## What is required
Reproduce the listing in full, pictures excluded.

···

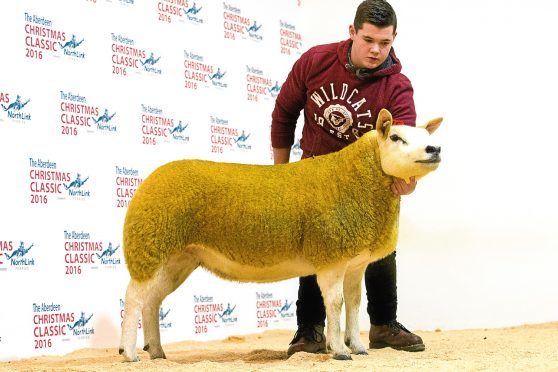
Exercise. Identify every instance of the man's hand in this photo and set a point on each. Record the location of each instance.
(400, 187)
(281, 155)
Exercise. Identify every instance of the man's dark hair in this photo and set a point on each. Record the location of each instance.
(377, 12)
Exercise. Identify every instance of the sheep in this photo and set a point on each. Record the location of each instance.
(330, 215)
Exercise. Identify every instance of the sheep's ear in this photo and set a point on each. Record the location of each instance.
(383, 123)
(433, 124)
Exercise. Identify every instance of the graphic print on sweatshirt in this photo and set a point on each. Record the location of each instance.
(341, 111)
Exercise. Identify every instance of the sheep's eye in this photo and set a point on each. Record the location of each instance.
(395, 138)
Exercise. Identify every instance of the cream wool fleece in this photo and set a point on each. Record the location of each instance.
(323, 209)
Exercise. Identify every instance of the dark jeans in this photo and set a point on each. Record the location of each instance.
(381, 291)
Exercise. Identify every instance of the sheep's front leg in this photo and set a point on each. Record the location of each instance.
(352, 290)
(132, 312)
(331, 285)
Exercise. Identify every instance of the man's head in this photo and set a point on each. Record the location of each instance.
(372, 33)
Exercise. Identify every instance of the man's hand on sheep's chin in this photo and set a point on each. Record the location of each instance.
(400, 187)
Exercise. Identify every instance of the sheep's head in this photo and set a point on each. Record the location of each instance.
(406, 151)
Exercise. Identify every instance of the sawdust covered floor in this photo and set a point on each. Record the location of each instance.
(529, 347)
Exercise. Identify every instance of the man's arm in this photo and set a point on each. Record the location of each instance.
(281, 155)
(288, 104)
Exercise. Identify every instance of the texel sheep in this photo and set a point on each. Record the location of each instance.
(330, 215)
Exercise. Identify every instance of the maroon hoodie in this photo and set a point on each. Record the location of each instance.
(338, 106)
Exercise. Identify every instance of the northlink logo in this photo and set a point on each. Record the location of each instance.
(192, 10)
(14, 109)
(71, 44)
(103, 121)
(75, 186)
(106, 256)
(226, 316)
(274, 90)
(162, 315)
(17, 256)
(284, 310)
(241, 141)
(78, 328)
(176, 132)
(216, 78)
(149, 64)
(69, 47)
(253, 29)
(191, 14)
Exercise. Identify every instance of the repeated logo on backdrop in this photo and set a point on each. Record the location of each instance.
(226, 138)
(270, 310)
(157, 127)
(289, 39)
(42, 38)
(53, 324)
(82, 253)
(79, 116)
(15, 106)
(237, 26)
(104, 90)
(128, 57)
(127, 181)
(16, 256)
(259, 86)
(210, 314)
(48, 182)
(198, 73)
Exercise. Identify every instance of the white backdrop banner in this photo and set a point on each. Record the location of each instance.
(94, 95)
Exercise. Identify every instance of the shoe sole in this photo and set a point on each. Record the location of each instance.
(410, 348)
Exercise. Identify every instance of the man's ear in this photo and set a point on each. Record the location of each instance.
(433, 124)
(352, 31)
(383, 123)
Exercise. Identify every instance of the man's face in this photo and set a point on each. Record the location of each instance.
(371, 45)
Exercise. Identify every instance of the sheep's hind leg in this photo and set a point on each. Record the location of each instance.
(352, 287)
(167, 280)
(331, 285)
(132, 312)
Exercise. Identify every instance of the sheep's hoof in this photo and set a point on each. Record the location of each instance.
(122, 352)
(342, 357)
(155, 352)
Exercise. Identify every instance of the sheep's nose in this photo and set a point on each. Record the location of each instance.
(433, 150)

···

## Expected output
Exercise. Identify every instance of the man's hand in this photo and set a point on each. Record the location of each instance.
(400, 187)
(281, 155)
Exercise. Identify every instance of the man's dark hair in this photo and set a point on each. Record the location of each instance.
(377, 12)
Exercise. Identify every instance of the sheep in this photo and set a point on each. Record the location of each instance.
(330, 215)
Exercise. Identify every instance of the sheep's ear in this photo and set a point on each. Record the location of each instance.
(383, 123)
(433, 124)
Exercise. Identify every instance of the graphic print on sweatshirt in this photo and set a point on each. Record the location of each instance.
(341, 111)
Exercise. Identify every instance of the sheep's eye in this photo and set a point on each. Record the location of each instance.
(395, 138)
Exercise. Identify every instance of the cream wool fleece in this photo and set a point on each. Record the location of each instance.
(323, 209)
Exercise. Identify every instance of the dark jeans in this photo and set a point on each. Record the location of each instance.
(381, 291)
Exercise. Identify every instance of the sheep's front leg in this photo and set a point on each. Record the location of each instance.
(352, 290)
(132, 312)
(331, 285)
Exercise. Identify every instance of the man's head in this photo and set a point on each. Record the location of each instance.
(372, 33)
Exercise. Identify every instance of the man's hand on sheep's chin in this photo and set a point on each. Record the location of each instance.
(400, 187)
Exercise. Identify every instance of the sheep's head in this photo and set a point on each. Record the location of each instance.
(406, 151)
Exercise. Identify every instance of the sawdust covered floor in this photo and set a point on each. Record the location of each instance.
(529, 347)
Exercise. Identify every instance of the man's arm in this photo and set a point on each. Record the location of each instance.
(281, 155)
(288, 104)
Exercise. Identify every instance of the texel sheep in this photo and set a point on each. Record the location of each instance.
(330, 215)
Exercise. Identify every instance of the maroon hoodie in this photo and set a point on each. Record the location of each instance.
(338, 106)
Exercise. Identify every instance of the northlink logo in this photo and set a point on each. Record the location of each instance.
(192, 10)
(14, 109)
(71, 44)
(103, 121)
(75, 186)
(106, 256)
(226, 316)
(274, 90)
(162, 315)
(17, 256)
(284, 310)
(241, 141)
(78, 328)
(176, 132)
(216, 78)
(149, 64)
(69, 47)
(253, 29)
(191, 14)
Exercise. Identify every instance of the repeated logo on backdrop in this photo and set a point on each. Record the location of each instance.
(226, 138)
(270, 310)
(157, 127)
(289, 39)
(42, 38)
(53, 324)
(82, 253)
(79, 116)
(15, 106)
(237, 26)
(104, 90)
(128, 57)
(127, 181)
(16, 256)
(259, 86)
(210, 314)
(48, 182)
(198, 73)
Exercise. Identify every instance of the white backdrop banner in this photo and set a point on each. Record the location of each instance.
(94, 95)
Exercise. Identify every instance of the shoe sole in this photo and set a point on each. Record the location of each instance.
(410, 348)
Exercise. Identify every instance of the man's ear in this photo and set a point on each. Record the location of each instance.
(433, 124)
(352, 31)
(383, 123)
Exercise. Identify every instance of the man's face in this photo and set a point on each. Record the location of each instance.
(371, 45)
Exercise. Identify every instance of the sheep's hind leg in this photo and set a point on each. Record the location of each instance.
(352, 287)
(167, 280)
(331, 285)
(132, 312)
Exercise. Identify every instance of the sheep's hoof in this photo and set a point on each. Record the location of each instance.
(122, 352)
(342, 357)
(155, 352)
Exercise. Identify every instance of the sheep's nose in this photo and set a point on each. Record the location of each instance.
(433, 150)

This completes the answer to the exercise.